======== EXTRACTED MATERIAL ========

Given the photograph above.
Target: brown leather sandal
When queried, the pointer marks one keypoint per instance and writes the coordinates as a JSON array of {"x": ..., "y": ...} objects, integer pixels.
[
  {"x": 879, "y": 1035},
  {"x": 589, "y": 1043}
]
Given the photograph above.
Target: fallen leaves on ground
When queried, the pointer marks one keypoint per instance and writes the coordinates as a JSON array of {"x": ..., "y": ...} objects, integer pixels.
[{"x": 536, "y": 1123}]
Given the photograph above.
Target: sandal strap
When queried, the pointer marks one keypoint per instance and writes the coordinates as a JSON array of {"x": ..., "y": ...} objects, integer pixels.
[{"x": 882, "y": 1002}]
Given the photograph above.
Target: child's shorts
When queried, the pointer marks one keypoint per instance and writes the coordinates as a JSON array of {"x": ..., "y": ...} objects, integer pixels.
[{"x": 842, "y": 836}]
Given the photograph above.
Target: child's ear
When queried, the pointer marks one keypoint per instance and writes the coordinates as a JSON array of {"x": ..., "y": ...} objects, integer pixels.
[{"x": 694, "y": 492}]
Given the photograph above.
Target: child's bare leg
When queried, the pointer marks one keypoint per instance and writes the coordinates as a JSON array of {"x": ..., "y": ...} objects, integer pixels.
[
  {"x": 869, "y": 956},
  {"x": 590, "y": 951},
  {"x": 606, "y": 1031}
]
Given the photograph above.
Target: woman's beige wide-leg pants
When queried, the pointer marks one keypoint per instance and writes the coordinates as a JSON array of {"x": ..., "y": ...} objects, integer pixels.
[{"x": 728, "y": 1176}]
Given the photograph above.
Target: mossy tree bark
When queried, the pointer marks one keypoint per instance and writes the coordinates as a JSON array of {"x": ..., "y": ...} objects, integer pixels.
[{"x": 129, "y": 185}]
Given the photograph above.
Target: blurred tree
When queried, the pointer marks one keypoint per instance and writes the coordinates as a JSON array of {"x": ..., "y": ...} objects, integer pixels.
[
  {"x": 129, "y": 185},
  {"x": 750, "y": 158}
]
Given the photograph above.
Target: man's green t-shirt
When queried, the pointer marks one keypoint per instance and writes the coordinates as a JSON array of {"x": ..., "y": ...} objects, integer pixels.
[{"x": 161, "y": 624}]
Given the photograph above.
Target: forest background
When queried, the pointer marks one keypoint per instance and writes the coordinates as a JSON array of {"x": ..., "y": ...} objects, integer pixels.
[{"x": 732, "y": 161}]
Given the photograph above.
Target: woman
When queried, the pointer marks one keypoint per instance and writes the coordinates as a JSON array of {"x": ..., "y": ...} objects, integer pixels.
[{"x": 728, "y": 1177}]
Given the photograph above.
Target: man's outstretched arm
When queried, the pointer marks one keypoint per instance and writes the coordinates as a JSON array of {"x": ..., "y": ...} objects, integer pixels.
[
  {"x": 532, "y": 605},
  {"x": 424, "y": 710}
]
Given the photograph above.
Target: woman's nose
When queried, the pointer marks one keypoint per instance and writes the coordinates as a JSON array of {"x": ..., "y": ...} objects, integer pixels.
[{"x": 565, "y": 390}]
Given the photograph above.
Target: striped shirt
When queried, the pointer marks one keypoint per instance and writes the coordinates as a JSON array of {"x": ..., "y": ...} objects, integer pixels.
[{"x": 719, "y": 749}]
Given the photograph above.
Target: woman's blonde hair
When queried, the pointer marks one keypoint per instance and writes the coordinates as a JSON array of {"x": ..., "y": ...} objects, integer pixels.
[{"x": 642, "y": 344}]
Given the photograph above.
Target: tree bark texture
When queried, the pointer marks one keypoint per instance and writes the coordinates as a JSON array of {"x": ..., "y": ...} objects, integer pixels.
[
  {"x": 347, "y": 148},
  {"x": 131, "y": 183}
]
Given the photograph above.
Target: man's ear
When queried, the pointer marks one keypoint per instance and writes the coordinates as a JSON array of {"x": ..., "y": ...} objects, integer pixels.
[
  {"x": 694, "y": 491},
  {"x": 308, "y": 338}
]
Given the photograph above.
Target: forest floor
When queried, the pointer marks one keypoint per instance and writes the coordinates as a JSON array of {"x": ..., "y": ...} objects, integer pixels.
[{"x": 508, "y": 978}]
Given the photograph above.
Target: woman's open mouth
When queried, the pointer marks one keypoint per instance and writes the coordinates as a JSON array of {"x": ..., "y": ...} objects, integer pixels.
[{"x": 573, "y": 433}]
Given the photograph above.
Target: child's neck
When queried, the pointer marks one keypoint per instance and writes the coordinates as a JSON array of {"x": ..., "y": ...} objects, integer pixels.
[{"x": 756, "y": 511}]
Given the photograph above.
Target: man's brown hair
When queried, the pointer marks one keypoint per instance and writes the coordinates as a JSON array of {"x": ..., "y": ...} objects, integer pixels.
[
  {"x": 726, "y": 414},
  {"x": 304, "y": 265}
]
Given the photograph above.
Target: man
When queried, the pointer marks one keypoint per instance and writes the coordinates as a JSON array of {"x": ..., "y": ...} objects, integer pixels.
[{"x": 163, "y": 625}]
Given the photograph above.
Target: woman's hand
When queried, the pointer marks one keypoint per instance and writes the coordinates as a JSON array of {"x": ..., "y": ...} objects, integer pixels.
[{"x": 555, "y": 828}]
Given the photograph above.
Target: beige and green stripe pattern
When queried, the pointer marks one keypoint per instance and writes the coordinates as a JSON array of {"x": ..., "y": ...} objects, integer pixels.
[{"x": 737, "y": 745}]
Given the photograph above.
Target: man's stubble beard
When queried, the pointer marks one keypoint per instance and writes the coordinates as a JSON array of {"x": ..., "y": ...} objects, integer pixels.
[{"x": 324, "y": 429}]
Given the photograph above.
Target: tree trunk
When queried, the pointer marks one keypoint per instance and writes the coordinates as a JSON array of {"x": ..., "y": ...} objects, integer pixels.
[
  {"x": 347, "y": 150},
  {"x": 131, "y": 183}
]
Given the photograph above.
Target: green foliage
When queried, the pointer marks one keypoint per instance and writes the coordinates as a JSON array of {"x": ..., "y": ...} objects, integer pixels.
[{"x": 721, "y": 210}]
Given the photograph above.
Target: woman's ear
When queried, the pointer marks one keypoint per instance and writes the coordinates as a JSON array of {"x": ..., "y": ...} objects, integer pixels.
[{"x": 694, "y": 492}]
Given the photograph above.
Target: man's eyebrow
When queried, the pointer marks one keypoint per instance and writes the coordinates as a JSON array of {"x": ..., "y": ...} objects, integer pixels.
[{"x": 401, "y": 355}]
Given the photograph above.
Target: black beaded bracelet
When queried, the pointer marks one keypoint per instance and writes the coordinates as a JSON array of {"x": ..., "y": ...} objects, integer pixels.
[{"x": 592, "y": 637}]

========

_INSTRUCTION_
Exactly reproduce all of the entries.

_RESULT FOR THIS EXERCISE_
Given the photograph above.
Target: brown leather sandal
When queried, the pointer marks one keypoint per instance and writes the coordinates as a JSON array of {"x": ..., "y": ...} objects, integer pixels.
[
  {"x": 879, "y": 1035},
  {"x": 589, "y": 1043}
]
Given the photograph above.
Target: fallen leaves on ground
When queried, the pointer marks one keypoint per instance and writes the coordinates as a JSON array of {"x": ..., "y": ...} objects, integer pixels.
[{"x": 536, "y": 1123}]
Given the photograph above.
Target: sandal strap
When queried, the pointer marks one keypoint per instance and writes the coordinates as a JSON array of {"x": ..., "y": ...} objects, integer pixels.
[{"x": 882, "y": 1002}]
Given the photograph above.
Target: child's shorts
When queried, the pointer marks one keypoint per instance and writes the coordinates as a JSON array of {"x": ..., "y": ...} objects, integer pixels.
[{"x": 842, "y": 836}]
Given the photograph above.
Target: child's ear
When queried, the pointer marks one keypoint per instance and writes the coordinates as a JSON array of {"x": ..., "y": ...} objects, integer pixels.
[{"x": 694, "y": 492}]
Given the photograph above.
Target: child's bare leg
When queried, the pointer marks one keypoint per instance and writes the coordinates as a JSON array of {"x": ..., "y": ...} objects, integer pixels.
[
  {"x": 869, "y": 956},
  {"x": 590, "y": 951},
  {"x": 606, "y": 1031}
]
Given the photograph above.
Target: woman's beige wide-leg pants
When queried, the pointer marks one keypoint per instance and writes the coordinates as a JSON array of {"x": ..., "y": ...} objects, integer pixels.
[{"x": 728, "y": 1176}]
Given the photograph above.
Target: mossy tree bark
When queried, the pointer marks one keypoint per instance and writes the coordinates as a JSON array of {"x": ..., "y": ...} objects, integer pixels.
[{"x": 129, "y": 185}]
Given the photograph above.
Target: blurred tree
When queried, the pointer marks one keypoint per instance and writes the coordinates as a JSON array of {"x": ..., "y": ...} objects, integer pixels.
[
  {"x": 129, "y": 185},
  {"x": 750, "y": 158}
]
Given the photograph above.
Target: man's green t-shirt
When queried, the pointer marks one keypoint per instance and writes the coordinates as a JSON array of {"x": ..., "y": ...} objects, integer pixels.
[{"x": 161, "y": 624}]
Given the photograph above.
Target: forest background
When queried, the pointer marks one keypoint per instance and writes the coordinates as a JSON array of {"x": ..., "y": ...} objects, integer pixels.
[{"x": 732, "y": 161}]
Given the photograph above.
Target: woman
When queried, the pointer marks one keypoint per instance and writes the coordinates as a JSON array of {"x": ..., "y": ...} objects, integer pixels.
[{"x": 728, "y": 1177}]
Given the photograph above.
Target: man's outstretched arm
When queried, the pointer marks one keypoint per instance and writes the coordinates as a JSON array of {"x": ..., "y": ...} objects, integer pixels.
[
  {"x": 532, "y": 605},
  {"x": 424, "y": 710}
]
Given the photograph above.
Target: woman's nose
When queried, the pointer marks one keypoint per instance and writes the coordinates as a JSON array of {"x": ..., "y": ...} objects, integer pixels.
[{"x": 565, "y": 390}]
Given the photograph above.
Target: striped shirt
When queried, the pointer marks one keypoint per instance and writes the coordinates as a JSON array of {"x": ..., "y": ...} objects, integer pixels.
[{"x": 719, "y": 749}]
Given the photograph above.
Target: woman's blonde hair
When queried, the pointer marks one keypoint per instance and writes the coordinates as a JSON array of {"x": ..., "y": ...} objects, integer pixels.
[{"x": 642, "y": 344}]
Given the photograph above.
Target: tree bark texture
When queried, the pointer marks one keypoint per instance and writes the coordinates as a JSON array of {"x": ..., "y": ...} objects, integer pixels.
[
  {"x": 347, "y": 148},
  {"x": 131, "y": 183}
]
Given the photograph above.
Target: man's ear
When queried, the pointer marks one keypoint per instance and writes the coordinates as a JSON array of {"x": ..., "y": ...} objects, integer pixels.
[
  {"x": 694, "y": 491},
  {"x": 308, "y": 338}
]
Given the photograph above.
Target: forest floor
When queried, the pointer marks one keypoint per instance and writes the coordinates as a JSON array of {"x": ..., "y": ...} objects, integer pixels.
[{"x": 508, "y": 978}]
Given the photograph above.
Target: woman's open mouth
When queried, the pointer marks one keypoint per instance and writes the coordinates as a JSON array of {"x": ..., "y": ...} objects, integer pixels.
[{"x": 573, "y": 433}]
Given the photograph above.
Target: child's neck
When queried, the pointer marks one keypoint per instance and writes the coordinates as a JSON array of {"x": ..., "y": ...} objects, integer pixels.
[{"x": 756, "y": 511}]
Given the photograph above.
Target: man's brown hair
When queried, the pointer marks one keypoint per instance and writes the coordinates as a JSON array of {"x": ..., "y": ...} objects, integer pixels.
[
  {"x": 726, "y": 414},
  {"x": 304, "y": 265}
]
Given the photograph above.
Target: man
When queried, the pointer marks one keypoint per instance and writes the coordinates as a JSON array of {"x": ..., "y": ...} objects, integer pixels.
[{"x": 163, "y": 625}]
Given the photograph above.
Target: woman's hand
When queried, the pointer marks one keypoint per instance and writes the coordinates as a JSON array of {"x": ..., "y": ...} objects, integer pixels.
[{"x": 555, "y": 828}]
Given the photograph above.
Target: beige and green stripe pattern
When queried, the pointer marks one keypoint per instance and writes the coordinates as a JSON array of {"x": ..., "y": ...} objects, integer pixels.
[{"x": 737, "y": 745}]
Given the photograph above.
Target: man's stubble beard
When queried, the pointer marks one keypoint per instance and writes the coordinates as a JSON array of {"x": ..., "y": ...} objects, integer pixels.
[{"x": 324, "y": 429}]
Given the photograph above.
Target: tree trunk
When queried, the pointer marks one keypoint per instance and writes the coordinates as a JSON array of {"x": ..., "y": ...} objects, integer pixels.
[
  {"x": 347, "y": 150},
  {"x": 131, "y": 183}
]
Given the photograph above.
Target: green foliage
When queried, the pointer marks one keypoint per instance and writes the coordinates as a JSON array of {"x": ..., "y": ...} objects, integer pixels.
[{"x": 721, "y": 210}]
Given the photograph above.
Target: woman's ear
When queried, the pointer marks one keypoint per instance and writes the coordinates as a JSON array of {"x": ..., "y": ...} objects, integer pixels.
[{"x": 694, "y": 492}]
Given the photograph above.
Target: man's eyebrow
When queried, the pointer marks one keypoint per instance and writes the coordinates as a JSON array of {"x": ..., "y": ...} objects, integer pixels.
[{"x": 401, "y": 355}]
Given the photograph above.
Target: black beaded bracelet
When queried, the pointer marks one keypoint per instance and writes the coordinates as a JSON array of {"x": ..., "y": ...} objects, integer pixels.
[{"x": 592, "y": 637}]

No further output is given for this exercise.